Part of a data file —
+ + + +
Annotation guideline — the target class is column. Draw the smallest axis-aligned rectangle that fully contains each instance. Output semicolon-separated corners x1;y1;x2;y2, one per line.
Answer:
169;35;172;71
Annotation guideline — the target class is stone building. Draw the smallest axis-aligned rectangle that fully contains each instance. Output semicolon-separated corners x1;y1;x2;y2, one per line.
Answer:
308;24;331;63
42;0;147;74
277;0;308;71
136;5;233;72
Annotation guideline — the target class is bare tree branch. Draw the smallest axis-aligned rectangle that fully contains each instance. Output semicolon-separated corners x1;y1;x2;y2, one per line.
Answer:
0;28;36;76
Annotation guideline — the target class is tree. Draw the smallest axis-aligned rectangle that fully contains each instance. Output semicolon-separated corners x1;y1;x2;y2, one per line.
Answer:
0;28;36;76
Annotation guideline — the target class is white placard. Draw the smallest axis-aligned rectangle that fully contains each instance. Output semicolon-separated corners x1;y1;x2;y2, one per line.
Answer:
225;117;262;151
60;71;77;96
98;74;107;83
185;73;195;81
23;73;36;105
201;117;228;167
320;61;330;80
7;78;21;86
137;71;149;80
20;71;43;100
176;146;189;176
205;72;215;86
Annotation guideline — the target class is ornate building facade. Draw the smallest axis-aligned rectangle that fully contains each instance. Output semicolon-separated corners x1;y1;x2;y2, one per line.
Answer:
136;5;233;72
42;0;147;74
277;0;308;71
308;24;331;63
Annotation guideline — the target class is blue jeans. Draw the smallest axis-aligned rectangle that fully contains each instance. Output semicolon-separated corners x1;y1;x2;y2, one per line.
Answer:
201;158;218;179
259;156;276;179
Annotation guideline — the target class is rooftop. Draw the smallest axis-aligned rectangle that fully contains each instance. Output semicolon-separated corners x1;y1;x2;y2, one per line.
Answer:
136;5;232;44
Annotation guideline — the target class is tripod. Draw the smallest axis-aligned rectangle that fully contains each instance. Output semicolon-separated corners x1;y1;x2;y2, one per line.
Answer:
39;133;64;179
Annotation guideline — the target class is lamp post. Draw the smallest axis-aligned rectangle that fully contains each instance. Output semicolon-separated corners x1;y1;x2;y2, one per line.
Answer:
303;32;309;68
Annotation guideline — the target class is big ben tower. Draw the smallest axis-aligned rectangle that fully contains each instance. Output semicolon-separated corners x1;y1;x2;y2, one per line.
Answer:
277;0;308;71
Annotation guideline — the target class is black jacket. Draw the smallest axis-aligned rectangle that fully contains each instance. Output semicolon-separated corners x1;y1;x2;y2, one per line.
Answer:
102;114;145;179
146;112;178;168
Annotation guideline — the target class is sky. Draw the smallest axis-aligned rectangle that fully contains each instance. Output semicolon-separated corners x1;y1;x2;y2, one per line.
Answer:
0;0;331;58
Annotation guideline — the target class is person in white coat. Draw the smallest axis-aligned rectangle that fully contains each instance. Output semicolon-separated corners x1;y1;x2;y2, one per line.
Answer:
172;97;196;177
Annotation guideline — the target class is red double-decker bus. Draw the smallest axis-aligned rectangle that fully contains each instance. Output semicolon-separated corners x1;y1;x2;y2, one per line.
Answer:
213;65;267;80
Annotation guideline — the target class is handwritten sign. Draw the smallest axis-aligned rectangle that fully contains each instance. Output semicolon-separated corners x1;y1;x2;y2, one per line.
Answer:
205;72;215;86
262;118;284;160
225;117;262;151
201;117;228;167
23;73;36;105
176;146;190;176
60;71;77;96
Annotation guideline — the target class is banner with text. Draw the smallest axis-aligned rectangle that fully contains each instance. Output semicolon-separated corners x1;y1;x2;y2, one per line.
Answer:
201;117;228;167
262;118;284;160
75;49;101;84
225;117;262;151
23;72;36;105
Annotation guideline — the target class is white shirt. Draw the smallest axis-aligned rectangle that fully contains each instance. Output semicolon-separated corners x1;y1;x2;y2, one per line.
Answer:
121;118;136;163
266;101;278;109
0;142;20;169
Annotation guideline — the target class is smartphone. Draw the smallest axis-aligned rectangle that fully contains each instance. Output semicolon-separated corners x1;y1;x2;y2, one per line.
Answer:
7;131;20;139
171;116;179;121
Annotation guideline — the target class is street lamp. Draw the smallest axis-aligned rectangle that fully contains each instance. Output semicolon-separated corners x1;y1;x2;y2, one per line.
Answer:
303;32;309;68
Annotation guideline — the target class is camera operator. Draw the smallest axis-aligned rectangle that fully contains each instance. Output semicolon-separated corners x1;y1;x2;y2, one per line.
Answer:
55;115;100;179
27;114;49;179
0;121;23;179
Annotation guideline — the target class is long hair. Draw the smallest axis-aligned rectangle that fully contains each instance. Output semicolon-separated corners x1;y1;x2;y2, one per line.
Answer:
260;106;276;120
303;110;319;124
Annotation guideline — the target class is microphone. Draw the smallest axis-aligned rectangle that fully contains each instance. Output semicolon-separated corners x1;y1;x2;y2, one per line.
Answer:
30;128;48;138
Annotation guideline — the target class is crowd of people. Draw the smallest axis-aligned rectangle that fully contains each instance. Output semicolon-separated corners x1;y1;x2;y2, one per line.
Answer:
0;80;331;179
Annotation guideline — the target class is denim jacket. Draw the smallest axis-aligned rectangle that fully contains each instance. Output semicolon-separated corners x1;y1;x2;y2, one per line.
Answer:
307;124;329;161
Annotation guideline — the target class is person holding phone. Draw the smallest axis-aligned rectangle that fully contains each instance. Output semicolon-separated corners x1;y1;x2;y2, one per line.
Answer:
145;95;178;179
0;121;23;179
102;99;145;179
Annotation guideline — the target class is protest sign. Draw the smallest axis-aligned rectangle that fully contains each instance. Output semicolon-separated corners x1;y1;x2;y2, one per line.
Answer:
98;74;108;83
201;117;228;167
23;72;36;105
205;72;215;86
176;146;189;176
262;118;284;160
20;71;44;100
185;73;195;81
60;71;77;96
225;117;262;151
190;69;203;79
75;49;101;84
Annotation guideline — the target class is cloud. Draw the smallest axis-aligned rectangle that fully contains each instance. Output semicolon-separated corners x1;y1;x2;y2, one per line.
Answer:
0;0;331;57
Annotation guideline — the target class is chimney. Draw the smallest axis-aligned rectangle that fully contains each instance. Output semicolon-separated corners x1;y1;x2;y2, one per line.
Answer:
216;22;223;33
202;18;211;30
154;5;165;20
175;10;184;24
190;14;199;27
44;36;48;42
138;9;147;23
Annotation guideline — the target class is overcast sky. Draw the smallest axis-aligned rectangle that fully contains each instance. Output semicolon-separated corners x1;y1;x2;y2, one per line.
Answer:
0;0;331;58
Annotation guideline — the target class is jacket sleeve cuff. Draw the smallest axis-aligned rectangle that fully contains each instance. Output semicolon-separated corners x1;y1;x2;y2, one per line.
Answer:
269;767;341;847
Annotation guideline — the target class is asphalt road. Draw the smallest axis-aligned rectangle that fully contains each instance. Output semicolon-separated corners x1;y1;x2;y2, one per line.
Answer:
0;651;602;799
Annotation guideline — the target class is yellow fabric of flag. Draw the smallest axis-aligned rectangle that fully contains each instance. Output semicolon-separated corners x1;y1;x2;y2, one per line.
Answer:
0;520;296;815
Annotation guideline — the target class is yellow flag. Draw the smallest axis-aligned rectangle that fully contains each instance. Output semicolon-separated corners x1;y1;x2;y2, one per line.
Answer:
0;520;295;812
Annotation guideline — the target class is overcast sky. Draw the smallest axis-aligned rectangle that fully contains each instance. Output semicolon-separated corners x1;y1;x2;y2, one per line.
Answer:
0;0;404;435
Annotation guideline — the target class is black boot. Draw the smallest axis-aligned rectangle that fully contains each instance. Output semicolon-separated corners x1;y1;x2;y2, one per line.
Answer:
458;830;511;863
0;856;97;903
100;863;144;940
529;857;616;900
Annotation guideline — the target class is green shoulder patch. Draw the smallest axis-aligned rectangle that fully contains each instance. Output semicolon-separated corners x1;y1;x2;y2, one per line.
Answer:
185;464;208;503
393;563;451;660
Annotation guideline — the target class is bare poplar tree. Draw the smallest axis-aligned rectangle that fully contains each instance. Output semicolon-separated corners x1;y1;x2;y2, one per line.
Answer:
+ + + +
Challenge —
Give the lines from the one containing "Annotation guideline — the target class is microphone." through the one containing "307;124;329;161", both included, as a JSON list of strings with one string per line and blank lines omitted.

Result for this task —
[
  "Annotation guideline — the target class is microphone. Draw the smallest axis-aligned rectangle that fully contains each instance. Output semicolon-separated corners x1;y1;x2;y2, one per line.",
  "Answer:",
  "30;128;48;138",
  "Annotation guideline — the target class is crowd of people. Draw the smallest axis-aligned rectangle that fully contains each instance. Output semicolon-separated corners x1;y1;x2;y2, one per line.",
  "Answer:",
  "0;80;331;179",
  "Annotation guideline — the target class is denim jacket. Draw the smallest axis-aligned rectangle that fully contains each instance. Output semicolon-separated corners x1;y1;x2;y2, one per line.",
  "Answer:",
  "307;124;329;161"
]